_Data extract_

-------

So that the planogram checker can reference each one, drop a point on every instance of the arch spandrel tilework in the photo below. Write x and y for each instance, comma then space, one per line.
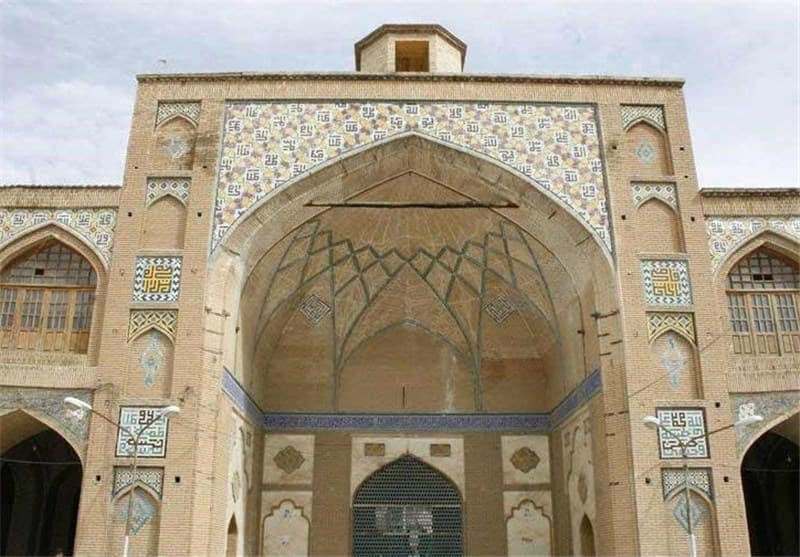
726, 234
266, 145
95, 226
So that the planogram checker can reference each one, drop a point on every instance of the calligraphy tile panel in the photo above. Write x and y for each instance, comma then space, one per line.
152, 442
157, 279
725, 234
666, 283
96, 226
266, 145
687, 427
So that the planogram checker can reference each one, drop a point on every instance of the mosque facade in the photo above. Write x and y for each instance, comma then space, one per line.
404, 310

-------

_What to work on_
Rewrite all of the items with "planogram checker" changed to "layout auditor" and everything else left as it is. Omit the pictures from your answer.

_Answer to the problem_
So that the layout auditor can reference each one, drop a point on every instance of the arch spandrel tilework in the photo below. Write x and y for each instance, comma then space, one per line.
726, 234
266, 145
95, 226
So that the layout auditor can reference each one, drop a point on every instance of the calligraphy tile panel in the photo above. Write x and y for each instance, comma then space, one per line.
152, 442
157, 279
725, 234
666, 283
96, 226
266, 145
687, 427
So that the layout auditor can reference each one, drop a point on every instance of the mosque facade in the photo above. Write x and y for each instance, comma then space, one per line.
404, 310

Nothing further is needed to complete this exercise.